Given request:
Everything from the line containing "In the photo above, each instance of the front grille" through the final line of the records must be transcribed verbatim; nothing else belongs in the result.

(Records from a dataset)
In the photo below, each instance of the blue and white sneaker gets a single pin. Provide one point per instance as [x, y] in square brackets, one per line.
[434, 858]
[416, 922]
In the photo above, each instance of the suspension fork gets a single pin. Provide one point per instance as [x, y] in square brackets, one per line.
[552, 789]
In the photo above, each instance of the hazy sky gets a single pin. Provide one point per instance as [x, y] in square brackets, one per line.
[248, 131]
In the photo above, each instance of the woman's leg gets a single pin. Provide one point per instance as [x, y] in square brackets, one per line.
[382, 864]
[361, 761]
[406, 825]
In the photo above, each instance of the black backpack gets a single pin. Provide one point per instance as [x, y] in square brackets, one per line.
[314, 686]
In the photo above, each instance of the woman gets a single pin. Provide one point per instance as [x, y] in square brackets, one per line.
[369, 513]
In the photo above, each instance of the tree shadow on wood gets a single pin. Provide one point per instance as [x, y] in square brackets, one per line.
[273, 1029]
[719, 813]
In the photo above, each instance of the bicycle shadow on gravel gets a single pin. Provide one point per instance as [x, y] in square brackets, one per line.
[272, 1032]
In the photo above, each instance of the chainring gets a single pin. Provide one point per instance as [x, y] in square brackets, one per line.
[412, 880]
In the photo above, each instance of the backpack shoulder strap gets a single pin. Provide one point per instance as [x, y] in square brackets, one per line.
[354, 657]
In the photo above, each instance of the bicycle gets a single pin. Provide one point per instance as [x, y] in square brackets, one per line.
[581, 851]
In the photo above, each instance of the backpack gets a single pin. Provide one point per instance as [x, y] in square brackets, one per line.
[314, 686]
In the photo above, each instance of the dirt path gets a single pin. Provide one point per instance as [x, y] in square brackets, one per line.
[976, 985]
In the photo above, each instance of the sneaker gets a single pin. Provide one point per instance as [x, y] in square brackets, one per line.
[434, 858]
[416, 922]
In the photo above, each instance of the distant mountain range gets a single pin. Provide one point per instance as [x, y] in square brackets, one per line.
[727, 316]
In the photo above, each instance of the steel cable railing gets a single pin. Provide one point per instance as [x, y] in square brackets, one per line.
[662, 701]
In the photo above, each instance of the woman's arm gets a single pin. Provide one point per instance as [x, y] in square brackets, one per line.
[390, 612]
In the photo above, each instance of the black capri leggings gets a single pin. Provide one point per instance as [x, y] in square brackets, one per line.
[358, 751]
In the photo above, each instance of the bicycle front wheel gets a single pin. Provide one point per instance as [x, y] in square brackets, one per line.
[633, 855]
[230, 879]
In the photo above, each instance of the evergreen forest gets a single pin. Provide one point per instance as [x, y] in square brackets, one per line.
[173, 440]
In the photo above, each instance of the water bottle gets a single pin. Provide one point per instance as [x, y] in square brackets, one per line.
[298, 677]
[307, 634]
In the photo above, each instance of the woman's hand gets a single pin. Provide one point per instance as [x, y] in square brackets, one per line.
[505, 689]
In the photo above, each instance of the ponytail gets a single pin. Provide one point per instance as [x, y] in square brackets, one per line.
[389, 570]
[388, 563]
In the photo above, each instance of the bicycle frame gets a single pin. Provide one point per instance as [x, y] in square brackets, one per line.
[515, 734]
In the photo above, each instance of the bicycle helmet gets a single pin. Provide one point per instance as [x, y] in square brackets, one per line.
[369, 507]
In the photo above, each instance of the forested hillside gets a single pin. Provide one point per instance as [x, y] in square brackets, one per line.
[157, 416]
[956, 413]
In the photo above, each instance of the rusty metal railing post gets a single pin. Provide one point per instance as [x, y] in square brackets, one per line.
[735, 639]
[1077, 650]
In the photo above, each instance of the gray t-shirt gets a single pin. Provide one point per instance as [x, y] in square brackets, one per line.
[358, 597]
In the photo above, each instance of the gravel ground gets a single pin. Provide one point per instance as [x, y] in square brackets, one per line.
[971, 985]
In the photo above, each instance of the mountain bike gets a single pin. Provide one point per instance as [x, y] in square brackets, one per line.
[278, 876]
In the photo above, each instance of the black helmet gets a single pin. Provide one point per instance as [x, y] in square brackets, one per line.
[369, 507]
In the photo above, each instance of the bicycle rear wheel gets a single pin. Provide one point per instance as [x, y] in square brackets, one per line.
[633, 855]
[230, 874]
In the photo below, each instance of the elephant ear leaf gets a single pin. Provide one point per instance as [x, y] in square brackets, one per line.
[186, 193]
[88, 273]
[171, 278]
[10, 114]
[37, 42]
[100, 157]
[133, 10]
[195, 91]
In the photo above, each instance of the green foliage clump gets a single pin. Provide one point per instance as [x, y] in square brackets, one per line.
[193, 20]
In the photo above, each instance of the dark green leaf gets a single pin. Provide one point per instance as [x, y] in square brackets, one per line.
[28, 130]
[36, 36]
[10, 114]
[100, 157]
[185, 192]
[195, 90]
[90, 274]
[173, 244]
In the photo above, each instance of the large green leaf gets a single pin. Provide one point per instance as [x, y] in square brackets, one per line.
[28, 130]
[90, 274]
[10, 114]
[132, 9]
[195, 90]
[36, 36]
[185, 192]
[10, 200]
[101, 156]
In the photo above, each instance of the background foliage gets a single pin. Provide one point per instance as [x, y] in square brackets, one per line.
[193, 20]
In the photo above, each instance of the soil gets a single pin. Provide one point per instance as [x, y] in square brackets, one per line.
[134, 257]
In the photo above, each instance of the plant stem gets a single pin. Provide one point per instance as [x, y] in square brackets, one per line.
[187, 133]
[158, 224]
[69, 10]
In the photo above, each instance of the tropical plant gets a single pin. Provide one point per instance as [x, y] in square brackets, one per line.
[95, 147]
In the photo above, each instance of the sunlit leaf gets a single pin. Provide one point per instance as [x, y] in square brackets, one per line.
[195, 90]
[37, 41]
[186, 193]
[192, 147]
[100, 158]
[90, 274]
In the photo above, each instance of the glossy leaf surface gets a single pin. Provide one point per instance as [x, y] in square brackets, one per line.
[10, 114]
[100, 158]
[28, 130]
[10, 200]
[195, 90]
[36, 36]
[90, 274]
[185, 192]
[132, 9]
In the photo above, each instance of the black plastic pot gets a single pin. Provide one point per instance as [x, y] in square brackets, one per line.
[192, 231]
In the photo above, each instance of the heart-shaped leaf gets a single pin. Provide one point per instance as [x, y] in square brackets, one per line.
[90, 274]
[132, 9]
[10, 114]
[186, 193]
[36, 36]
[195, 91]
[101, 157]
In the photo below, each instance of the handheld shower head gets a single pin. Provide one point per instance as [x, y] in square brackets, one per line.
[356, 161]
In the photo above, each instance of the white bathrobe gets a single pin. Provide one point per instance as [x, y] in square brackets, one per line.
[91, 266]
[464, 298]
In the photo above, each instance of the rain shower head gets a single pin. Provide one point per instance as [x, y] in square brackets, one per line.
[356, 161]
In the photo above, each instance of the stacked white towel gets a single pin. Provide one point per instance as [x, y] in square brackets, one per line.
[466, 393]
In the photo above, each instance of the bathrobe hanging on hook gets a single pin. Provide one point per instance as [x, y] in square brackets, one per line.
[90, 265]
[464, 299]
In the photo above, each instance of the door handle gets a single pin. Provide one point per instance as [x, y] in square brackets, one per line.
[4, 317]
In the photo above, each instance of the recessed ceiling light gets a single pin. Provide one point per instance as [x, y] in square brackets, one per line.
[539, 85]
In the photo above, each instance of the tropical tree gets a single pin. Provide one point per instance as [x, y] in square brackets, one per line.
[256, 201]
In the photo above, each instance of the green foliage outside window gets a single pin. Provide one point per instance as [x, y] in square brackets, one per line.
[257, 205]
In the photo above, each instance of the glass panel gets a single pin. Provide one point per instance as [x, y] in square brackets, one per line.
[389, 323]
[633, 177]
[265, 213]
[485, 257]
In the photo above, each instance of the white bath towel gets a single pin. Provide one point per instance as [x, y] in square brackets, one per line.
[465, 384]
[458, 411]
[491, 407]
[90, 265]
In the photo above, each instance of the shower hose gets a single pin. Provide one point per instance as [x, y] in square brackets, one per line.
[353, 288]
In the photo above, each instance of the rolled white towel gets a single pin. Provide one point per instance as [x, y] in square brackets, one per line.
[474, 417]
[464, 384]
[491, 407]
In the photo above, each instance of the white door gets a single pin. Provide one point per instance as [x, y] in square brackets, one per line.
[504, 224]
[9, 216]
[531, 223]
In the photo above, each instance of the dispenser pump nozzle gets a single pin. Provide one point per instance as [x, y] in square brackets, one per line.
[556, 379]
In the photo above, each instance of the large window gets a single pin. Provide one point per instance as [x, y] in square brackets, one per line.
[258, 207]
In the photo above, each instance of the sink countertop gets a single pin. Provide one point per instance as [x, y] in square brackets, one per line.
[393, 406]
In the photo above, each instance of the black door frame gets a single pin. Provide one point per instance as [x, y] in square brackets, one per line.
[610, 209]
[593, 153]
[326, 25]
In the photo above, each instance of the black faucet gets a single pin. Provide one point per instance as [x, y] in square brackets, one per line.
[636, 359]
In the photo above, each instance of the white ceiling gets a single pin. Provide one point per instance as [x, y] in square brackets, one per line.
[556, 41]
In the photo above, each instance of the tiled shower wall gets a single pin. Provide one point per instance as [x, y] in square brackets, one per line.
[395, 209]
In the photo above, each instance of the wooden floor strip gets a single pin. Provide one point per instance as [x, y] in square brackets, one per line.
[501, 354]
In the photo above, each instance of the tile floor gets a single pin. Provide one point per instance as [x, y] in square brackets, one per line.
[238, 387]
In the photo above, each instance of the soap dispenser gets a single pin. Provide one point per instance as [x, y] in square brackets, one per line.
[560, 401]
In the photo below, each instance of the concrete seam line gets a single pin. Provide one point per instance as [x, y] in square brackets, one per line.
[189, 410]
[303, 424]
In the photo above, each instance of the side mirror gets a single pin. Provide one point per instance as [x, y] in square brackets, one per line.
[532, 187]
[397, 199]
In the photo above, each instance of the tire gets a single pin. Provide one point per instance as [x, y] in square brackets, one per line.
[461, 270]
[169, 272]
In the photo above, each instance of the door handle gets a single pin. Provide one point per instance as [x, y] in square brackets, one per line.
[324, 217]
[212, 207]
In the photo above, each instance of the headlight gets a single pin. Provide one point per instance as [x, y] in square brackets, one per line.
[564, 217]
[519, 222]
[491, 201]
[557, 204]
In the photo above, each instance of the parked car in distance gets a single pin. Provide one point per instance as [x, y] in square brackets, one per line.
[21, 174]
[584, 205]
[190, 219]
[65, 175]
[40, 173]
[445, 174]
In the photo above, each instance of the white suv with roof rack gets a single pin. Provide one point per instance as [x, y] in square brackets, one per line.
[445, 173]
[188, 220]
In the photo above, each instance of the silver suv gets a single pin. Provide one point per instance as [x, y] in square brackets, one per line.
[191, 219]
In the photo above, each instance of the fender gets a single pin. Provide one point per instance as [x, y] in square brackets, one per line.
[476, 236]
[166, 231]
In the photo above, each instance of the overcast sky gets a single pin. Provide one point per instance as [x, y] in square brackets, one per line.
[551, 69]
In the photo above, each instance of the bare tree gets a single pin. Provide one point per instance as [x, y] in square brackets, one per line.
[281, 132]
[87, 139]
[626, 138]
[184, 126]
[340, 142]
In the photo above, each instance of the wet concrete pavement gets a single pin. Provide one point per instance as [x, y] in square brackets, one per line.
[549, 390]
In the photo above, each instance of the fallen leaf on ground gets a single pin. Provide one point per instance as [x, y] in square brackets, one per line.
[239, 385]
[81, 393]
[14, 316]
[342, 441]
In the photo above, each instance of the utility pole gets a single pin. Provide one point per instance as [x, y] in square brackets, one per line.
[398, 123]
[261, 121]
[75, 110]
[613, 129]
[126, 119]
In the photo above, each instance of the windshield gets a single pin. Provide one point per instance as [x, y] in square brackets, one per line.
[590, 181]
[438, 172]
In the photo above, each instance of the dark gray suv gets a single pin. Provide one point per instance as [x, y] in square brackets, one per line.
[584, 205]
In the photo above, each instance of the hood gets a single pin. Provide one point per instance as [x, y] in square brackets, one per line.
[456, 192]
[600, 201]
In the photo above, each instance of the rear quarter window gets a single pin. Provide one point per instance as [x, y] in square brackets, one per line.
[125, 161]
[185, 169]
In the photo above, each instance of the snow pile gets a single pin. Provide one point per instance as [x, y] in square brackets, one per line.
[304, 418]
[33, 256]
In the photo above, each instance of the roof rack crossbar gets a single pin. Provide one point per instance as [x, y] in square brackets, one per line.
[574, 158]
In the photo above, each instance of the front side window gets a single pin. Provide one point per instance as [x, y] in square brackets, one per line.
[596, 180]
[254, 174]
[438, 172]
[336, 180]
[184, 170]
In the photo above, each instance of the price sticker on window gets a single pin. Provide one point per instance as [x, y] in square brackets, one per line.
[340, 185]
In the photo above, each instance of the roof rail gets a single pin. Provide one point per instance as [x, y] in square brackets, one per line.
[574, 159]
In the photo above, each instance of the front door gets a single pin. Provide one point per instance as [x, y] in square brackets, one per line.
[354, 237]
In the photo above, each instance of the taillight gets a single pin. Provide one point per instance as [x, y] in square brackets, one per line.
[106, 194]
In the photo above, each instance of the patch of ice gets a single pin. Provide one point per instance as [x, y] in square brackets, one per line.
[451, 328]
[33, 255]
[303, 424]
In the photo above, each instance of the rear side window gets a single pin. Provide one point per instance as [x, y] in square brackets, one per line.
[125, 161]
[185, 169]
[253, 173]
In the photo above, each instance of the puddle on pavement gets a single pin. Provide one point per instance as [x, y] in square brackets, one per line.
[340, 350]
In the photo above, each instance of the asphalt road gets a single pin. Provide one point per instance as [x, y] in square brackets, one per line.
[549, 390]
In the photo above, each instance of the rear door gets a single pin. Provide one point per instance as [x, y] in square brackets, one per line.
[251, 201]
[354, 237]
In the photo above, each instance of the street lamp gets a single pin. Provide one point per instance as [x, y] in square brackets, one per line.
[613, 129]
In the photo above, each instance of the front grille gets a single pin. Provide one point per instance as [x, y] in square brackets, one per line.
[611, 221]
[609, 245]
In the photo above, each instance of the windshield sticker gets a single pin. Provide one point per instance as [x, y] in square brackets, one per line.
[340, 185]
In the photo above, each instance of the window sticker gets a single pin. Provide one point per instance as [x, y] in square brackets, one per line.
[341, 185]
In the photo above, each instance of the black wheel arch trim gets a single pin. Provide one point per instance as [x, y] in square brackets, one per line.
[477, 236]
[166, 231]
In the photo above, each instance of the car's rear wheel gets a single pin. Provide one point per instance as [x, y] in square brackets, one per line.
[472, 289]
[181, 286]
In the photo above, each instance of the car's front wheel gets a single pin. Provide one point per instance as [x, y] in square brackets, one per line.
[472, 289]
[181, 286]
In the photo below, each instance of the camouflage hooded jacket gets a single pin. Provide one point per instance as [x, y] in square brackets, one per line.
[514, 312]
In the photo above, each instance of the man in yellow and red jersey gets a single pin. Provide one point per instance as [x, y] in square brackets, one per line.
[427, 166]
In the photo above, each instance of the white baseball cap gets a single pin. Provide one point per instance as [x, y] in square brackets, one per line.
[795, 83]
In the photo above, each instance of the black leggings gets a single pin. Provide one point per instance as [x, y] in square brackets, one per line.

Solved exercise:
In the photo above, each instance of the front grille gets a single pin. Provide one point per instance as [x, y] in square brackets, one per line.
[611, 221]
[609, 245]
In the photo above, each instance of the windshield sticker gets a single pin. Provide one point per instance as [x, y] in square brackets, one per line.
[340, 185]
In the photo above, each instance of the window sticker gets a single pin. Provide one point per instance as [x, y] in square brackets, one per line.
[341, 185]
In the photo above, each instance of the black wheel arch trim gets a single pin. Provide one point per instance as [x, y] in square brackets, one per line.
[477, 236]
[166, 231]
In the photo above, each instance of the car's rear wheel gets a single pin. Provide one point per instance as [x, y] in square brackets, one per line.
[472, 289]
[181, 286]
In the photo above, each instance of the car's front wheel gets a single pin. Provide one point per instance as [x, y] in square brackets, one per line.
[472, 289]
[181, 286]
In the photo below, each instance of the camouflage hooded jacket gets a single pin. Provide one point per instance as [x, y] in square brackets, one per line.
[514, 312]
In the photo above, each instance of the man in yellow and red jersey gets a single pin. Provide one point per instance as [x, y] in square brackets, one per line.
[427, 166]
In the photo above, each instance of the white baseball cap gets a single pin. Provide one point per instance as [x, y] in square brackets, one per line.
[795, 83]
In the photo above, each instance of the black leggings gets a single pin. Provide one point per instance as [x, y] in square brackets, one per line.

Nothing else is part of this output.